Secondly, raw eggs can give you Salmonella so the eggshell used must be from a boiled egg or if shells from raw eggs are used then they should be thoroughly washed and heat-treated at 250 degrees Fahrenheit. Other potential pathogens like Avian Influenza virus, Campylobacter, Staphylococcus aureus, and Enterobacteriaceae would not remain a risk after boiling (3).

Thirdly, eggshells contain toxic metals like lead, aluminum, cadmium, and mercury. Although chicken eggs have the least amount of these toxic metals and so it is safe for consumption. However, eggshells contain comparatively lesser amounts of toxic substances than oyster shell’s calcium, which is found in some calcium supplements such as Cipcal-500 (1,3).

Lastly, you should be consuming the right amount of calcium because too much of this mineral may cause kidney damage and other health issues. Use a kitchen scale to measure how many grams are needed for your diet (5). 

Can you eat eggshell membrane?

Apart from having large amounts of calcium, the eggshell also has a thin membrane that is visible when you boil an egg. This membrane is mainly composed of the protein collagen and regular intake of it may improve joint health. When preparing eggshell powder you can leave its membrane in. It also contains carbohydrates like glucose, galactose, and mannose (4).

The membrane of an eggshell has anti-inflammatory properties and can help in joint connective tissue disorders like arthritis and lupus. Medications for these illnesses have side effects like gastrointestinal problems and cardiac risks (6).

How to consume eggshells?

  • Take the eggshell of a boiled egg and dry it before making it into a fine powder using a pestle and mortar or a blender.
  •  Sieve the powder to get rid of any chunks. 
  • An adult requires about 2.5 grams of calcium which is half an eggshell, in a day you can measure the grams needed using a kitchen scale. 
  • The powder can be added to juices, yogurt, bread, or even pizza and you will not be able to taste it.
  • Although, you should control your intake of calcium supplements even in the form of an eggshell and talk to your physician before taking it.

Do you need calcium supplements?

Some individuals are more prone to being calcium deficient. For the best advice, you should consult a health practitioner.  Postmenopausal women, people who take corticosteroids, and those who have a vegan diet are at risk of being calcium deficit. 

Other individuals who have osteoporosis, high blood pressure, high body fat, colorectal cancer Crohn’s disease, or bowel inflammatory disease may also need calcium supplements in their diet (1). 

You need to watch the intake of calcium in your body, an excess dose can bring more harm than good. The body needs 1000-1200 mg of calcium in a day. 

If your body gets excessive amounts of calcium it can cause the body to have constipation, hypercalcemia, calcium build up in the tissue, and as well hinder the absorbance of other minerals including iron (7).and zinc.

## [Supplied data]
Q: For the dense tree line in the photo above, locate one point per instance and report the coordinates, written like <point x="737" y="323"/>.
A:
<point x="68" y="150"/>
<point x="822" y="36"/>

## [Task directions]
Decide whether each statement agrees with the eggshell text. Answer yes or no and quote the deciding words. (a) The eggshell membrane is mainly made of the protein collagen. (b) Shells from raw eggs should be heat-treated at 350 degrees Fahrenheit. (c) People who follow a vegan diet are not at risk of calcium deficiency.

## [Final answer]
(a) Yes: "This membrane is mainly composed of the protein collagen"
(b) No: "heat-treated at 250 degrees Fahrenheit"
(c) No: "those who have a vegan diet are at risk of being calcium deficit"